▸ Supplied records
____

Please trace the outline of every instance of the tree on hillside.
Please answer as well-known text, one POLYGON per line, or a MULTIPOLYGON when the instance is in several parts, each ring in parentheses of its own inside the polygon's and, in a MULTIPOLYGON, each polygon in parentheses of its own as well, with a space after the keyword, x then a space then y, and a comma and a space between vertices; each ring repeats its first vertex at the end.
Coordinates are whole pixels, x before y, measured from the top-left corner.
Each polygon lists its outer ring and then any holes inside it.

____

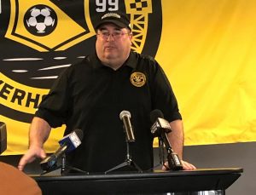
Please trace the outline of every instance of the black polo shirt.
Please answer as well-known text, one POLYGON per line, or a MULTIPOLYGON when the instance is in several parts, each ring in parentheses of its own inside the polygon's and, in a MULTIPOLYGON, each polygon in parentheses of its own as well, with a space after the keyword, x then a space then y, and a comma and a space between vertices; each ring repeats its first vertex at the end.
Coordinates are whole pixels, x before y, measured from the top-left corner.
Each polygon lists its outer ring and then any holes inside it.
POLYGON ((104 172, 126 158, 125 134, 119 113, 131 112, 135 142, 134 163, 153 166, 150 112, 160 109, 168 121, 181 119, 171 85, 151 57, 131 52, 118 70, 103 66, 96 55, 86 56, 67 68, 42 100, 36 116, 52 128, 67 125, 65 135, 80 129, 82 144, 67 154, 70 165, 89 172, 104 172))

____

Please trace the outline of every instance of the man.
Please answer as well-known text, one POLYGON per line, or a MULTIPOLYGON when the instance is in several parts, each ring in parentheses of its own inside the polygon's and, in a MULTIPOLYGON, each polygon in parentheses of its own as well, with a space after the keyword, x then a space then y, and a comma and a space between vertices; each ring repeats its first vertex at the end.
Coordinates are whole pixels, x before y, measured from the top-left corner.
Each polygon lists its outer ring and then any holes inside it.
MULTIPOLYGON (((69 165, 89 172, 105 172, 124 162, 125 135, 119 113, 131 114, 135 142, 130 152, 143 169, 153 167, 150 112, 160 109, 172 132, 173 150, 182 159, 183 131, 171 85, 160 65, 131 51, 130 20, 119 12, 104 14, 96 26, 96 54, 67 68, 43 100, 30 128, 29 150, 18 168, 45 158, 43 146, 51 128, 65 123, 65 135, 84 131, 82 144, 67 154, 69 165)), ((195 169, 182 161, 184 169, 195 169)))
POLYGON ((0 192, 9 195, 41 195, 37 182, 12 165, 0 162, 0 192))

____

▸ What needs to be done
Please gather every line of the records above that contains the word "trace" and copy each one out in full.

▸ Problem solution
Please trace the outline of every instance of the tree on hillside.
Please trace the outline of every instance of the black polo shirt.
Please trace the outline of every instance of the man.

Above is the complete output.